> EXTRACTED RECORDS
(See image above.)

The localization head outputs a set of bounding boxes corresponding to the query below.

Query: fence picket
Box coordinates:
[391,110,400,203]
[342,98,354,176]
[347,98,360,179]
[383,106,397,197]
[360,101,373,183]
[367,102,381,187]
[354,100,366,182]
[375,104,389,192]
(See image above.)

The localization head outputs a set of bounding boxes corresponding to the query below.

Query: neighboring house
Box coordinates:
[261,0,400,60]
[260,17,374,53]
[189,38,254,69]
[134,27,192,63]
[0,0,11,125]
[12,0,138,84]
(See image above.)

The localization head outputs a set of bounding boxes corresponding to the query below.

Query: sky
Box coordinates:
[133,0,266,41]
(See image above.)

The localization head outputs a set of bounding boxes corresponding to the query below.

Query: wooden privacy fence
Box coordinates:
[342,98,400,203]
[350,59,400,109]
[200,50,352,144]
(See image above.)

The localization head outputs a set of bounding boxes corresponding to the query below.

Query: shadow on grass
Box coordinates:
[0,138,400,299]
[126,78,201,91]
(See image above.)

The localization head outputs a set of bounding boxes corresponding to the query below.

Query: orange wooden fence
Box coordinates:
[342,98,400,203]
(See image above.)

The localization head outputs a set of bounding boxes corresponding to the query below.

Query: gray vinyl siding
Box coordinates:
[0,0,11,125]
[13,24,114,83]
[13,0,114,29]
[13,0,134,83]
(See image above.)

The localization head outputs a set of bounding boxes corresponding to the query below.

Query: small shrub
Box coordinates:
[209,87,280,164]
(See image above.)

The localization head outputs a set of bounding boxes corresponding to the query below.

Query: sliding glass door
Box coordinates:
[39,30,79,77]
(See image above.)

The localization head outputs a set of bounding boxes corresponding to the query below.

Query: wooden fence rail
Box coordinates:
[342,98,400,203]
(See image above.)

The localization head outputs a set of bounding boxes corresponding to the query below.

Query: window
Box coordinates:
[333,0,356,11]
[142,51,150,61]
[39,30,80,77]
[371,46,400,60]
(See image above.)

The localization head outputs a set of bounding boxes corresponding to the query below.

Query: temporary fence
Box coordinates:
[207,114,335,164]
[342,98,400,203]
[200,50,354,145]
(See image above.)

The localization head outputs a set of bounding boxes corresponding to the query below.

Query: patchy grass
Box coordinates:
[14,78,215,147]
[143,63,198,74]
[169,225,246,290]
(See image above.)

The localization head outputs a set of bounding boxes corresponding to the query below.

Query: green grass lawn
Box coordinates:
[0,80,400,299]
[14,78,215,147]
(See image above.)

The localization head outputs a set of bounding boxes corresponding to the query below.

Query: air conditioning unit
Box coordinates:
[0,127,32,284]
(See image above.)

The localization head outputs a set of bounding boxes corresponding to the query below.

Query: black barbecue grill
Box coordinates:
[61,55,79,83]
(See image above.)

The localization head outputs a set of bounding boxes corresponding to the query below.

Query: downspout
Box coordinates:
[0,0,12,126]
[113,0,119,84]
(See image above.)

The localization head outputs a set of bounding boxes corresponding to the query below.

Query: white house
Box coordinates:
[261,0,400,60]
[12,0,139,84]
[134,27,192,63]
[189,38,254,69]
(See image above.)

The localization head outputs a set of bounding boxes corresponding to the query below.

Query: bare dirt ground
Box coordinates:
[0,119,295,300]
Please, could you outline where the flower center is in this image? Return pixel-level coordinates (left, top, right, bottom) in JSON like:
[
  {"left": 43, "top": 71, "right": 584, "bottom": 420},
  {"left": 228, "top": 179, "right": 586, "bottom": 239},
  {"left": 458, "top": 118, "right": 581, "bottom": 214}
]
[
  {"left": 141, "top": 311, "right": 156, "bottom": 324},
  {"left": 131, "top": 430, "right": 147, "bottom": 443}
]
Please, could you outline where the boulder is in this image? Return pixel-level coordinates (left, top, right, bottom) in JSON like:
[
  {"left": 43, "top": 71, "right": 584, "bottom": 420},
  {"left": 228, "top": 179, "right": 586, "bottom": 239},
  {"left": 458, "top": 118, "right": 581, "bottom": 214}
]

> TASK INSTRUCTIONS
Pull out each line of the records that contains the string "fence", matching case exactly.

> RESULT OF THE EXERCISE
Query: fence picket
Query: wooden privacy fence
Query: orange wooden fence
Query: wooden fence rail
Query: temporary fence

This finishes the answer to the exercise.